Task requirements >>
**a)** Using the text on the western mountain coati, answer these questions:
(i) At what range of altitudes is the western mountain coati found?
(ii) How did the IUCN rate the two mountain coatis when they were treated as one species?
(iii) Which subspecies is known from Ecuador?
**b)** Copy out the western mountain coati text word for word. Begin at the words "Scientific classification" and stop after "olivacea (J. E. Gray, 1865)".

Text >>
....................

Scientific classification
- Kingdom: Animalia
- Phylum: Chordata
- Class: Mammalia
- Order: Carnivora
- Family: Procyonidae
- Genus: Nasuella
- Species: N. olivacea
- Binomial name: Nasuella olivacea (J. E. Gray, 1865)

= Nasuella olivacea =

- Genus: Nasuella
- Species: olivacea
- Authority: (J. E. Gray, 1865)
- Conservation status: NT

Species of carnivore

The western mountain coati or western dwarf coati (Nasuella olivacea) is a small procyonid, found in cloud forest and páramo at altitudes of 1300–4250 m in the Andes of Colombia and Ecuador. A population discovered in the Apurímac–Cuzco region of southern Peru (more than 1000 km south of the previous distribution limit) has tentatively been identified as the western mountain coati, but may represent an undescribed taxon.

Until 2009, the western mountain coati (then simply known as the mountain coati) usually included the eastern mountain coati as a subspecies, but that species is overall smaller, somewhat shorter-tailed on average, has markedly smaller teeth, a paler olive-brown pelage, and usually a dark mid-dorsal stripe on the back (versus more rufescent or blackish, and usually without a dark mid-dorsal stripe in the western mountain coati). When the two were combined, they were rated as Data Deficient by the IUCN, but following the split the western mountain coati is considered Near Threatened. After a genetic analysis in 2020, the American Society of Mammalogists currently considers N. meridensis a synonym of N. olivacea.

There are two subspecies of the western mountain coati: N. o. olivacea and the slightly smaller and darker N. o. quitensis with less distinct rings on the tail. The former is known from Colombia and the latter from Ecuador, but the exact distribution limit between the two is not known.

....................

Source data >>

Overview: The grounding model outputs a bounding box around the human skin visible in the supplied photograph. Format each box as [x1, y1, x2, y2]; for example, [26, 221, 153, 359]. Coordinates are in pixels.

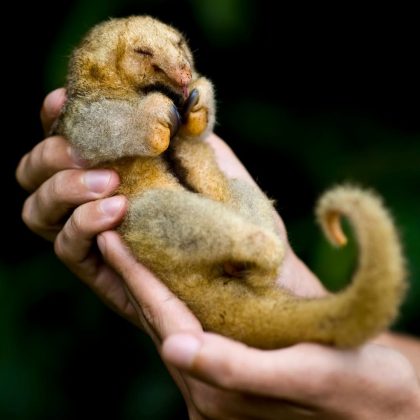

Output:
[17, 89, 420, 420]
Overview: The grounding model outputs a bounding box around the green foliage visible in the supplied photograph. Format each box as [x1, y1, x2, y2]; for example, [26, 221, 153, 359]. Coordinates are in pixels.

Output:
[4, 0, 420, 420]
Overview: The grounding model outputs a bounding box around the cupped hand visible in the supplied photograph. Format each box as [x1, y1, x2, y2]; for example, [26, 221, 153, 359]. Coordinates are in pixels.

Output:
[16, 89, 420, 420]
[99, 232, 420, 420]
[16, 89, 139, 325]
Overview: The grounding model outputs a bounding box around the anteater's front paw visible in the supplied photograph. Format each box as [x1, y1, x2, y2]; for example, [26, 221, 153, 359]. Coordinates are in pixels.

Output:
[180, 77, 215, 137]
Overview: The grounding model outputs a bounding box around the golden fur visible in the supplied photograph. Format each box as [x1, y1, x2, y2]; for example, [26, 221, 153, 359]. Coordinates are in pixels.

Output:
[57, 16, 405, 348]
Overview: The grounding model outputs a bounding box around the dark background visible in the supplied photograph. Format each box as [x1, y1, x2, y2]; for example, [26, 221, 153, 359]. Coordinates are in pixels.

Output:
[0, 0, 420, 419]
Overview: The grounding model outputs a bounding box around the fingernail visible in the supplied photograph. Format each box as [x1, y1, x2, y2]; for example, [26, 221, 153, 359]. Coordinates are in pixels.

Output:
[162, 334, 202, 369]
[100, 197, 124, 216]
[67, 146, 88, 168]
[83, 169, 111, 193]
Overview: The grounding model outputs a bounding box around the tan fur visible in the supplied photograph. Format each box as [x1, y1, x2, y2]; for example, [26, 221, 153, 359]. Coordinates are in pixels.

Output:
[57, 16, 405, 348]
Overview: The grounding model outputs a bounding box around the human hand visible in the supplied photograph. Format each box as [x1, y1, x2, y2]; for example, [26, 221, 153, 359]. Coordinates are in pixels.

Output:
[16, 89, 324, 324]
[17, 90, 418, 419]
[99, 232, 420, 420]
[16, 89, 138, 325]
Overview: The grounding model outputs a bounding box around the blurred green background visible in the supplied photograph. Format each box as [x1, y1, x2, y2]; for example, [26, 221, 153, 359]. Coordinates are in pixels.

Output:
[0, 0, 420, 419]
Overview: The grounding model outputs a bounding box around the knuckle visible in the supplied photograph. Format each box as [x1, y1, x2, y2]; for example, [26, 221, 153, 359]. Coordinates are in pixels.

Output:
[68, 206, 85, 235]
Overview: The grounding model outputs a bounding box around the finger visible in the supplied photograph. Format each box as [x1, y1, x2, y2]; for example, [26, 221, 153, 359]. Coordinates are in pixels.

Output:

....................

Answers to each task >>
**a)**
(i) 1300–4250 m
(ii) Data Deficient
(iii) N. o. quitensis

**b)**
Scientific classification
- Kingdom: Animalia
- Phylum: Chordata
- Class: Mammalia
- Order: Carnivora
- Family: Procyonidae
- Genus: Nasuella
- Species: N. olivacea
- Binomial name: Nasuella olivacea (J. E. Gray, 1865)